··· TESTO FORNITO

Ella e John: ma non doveva essere un viaggio spensierato?
Aprire la vecchia scatola di metallo piena di biscotti che la nonna aveva sempre in casa e trovarla piena di chiodi e altre cianfrusaglie. Bene, guardando Ella e John ho provato quella stessa sensazione mista a tristezza e delusione, sentendomi un’altra volta fregato e illuso. Ho guardato il trailer, errore da non fare mai, per non aspettarsi qualcosa da un film, con l’impressione di aver scelto una commedia leggera, ricca di complicità dove il romanticismo non muore mai. Invece non è assolutamente così. O meglio, forse un minimo lo è anche, ma l’effetto da allegro film indipendente dura poco per poi morire in una pesantezza drammatica, a tratti soffocante.

······
··· INFORMAZIONI

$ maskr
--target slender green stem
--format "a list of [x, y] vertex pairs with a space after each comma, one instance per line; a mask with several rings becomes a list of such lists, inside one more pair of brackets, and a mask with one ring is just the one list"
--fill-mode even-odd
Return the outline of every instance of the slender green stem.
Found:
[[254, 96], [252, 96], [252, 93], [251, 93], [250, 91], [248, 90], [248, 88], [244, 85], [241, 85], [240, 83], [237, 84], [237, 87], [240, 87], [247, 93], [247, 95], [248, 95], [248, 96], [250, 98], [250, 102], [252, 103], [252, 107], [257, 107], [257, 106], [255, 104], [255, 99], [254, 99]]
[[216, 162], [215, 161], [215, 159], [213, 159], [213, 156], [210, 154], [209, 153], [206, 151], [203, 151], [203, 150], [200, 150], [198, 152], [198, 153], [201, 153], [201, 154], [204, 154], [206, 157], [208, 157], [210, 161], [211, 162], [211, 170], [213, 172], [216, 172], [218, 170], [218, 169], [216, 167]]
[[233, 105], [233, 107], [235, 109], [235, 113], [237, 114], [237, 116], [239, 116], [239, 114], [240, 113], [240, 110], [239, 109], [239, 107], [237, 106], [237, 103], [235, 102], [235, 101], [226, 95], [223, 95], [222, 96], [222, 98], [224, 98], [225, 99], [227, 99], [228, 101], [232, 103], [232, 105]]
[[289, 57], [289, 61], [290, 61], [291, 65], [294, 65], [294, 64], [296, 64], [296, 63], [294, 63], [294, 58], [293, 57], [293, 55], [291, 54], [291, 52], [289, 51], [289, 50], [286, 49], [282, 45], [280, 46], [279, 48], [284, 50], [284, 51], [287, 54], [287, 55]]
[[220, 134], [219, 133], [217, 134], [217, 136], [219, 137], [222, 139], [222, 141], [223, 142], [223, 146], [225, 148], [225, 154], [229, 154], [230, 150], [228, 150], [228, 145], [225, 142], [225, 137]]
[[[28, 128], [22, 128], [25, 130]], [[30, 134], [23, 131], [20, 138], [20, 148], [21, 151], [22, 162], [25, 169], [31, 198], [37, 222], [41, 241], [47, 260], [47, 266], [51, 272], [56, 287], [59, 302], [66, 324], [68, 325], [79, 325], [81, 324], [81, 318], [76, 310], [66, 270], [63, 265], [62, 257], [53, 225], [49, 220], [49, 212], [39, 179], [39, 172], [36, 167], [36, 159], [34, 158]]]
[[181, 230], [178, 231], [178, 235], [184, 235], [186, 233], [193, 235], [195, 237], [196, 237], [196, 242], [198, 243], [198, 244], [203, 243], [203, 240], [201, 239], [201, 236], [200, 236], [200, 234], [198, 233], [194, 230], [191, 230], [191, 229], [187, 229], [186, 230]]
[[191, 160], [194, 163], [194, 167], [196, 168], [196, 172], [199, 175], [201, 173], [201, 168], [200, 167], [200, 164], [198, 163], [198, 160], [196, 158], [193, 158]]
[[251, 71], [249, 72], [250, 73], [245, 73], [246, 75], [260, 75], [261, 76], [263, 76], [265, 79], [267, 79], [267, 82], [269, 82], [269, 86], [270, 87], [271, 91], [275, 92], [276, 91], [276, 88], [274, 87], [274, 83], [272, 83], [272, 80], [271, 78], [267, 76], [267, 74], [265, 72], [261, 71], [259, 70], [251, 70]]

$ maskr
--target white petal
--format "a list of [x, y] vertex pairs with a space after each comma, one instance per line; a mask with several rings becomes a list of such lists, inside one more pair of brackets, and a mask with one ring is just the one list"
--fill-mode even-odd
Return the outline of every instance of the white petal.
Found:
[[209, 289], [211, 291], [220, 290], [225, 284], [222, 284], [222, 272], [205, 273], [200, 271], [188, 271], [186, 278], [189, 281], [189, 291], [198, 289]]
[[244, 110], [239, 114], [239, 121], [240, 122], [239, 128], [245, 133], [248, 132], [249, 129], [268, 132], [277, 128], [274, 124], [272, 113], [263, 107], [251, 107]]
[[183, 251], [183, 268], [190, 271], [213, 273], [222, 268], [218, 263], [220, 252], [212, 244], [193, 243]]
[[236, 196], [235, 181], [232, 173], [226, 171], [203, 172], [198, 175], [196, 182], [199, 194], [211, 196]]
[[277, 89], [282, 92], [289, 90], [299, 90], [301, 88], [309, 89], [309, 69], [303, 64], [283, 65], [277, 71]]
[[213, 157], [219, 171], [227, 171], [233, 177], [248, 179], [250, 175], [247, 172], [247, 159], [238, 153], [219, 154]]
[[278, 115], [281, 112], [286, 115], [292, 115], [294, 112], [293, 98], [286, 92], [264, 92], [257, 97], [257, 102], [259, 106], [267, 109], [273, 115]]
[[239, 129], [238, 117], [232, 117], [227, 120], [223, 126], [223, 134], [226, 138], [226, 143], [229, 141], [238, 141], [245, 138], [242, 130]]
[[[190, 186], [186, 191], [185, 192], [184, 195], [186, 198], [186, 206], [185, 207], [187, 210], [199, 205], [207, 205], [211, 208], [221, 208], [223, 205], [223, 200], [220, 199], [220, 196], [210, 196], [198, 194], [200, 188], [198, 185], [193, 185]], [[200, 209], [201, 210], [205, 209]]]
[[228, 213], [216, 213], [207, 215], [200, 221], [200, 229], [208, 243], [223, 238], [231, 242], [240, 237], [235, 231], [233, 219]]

······

Riscrivi tutto il brano della recensione da "Aprire la vecchia" giù fino a "a tratti soffocante.", scambiando "trailer" con "manifesto".

Aprire la vecchia scatola di metallo piena di biscotti che la nonna aveva sempre in casa e trovarla piena di chiodi e altre cianfrusaglie. Bene, guardando Ella e John ho provato quella stessa sensazione mista a tristezza e delusione, sentendomi un’altra volta fregato e illuso. Ho guardato il manifesto, errore da non fare mai, per non aspettarsi qualcosa da un film, con l’impressione di aver scelto una commedia leggera, ricca di complicità dove il romanticismo non muore mai. Invece non è assolutamente così. O meglio, forse un minimo lo è anche, ma l’effetto da allegro film indipendente dura poco per poi morire in una pesantezza drammatica, a tratti soffocante.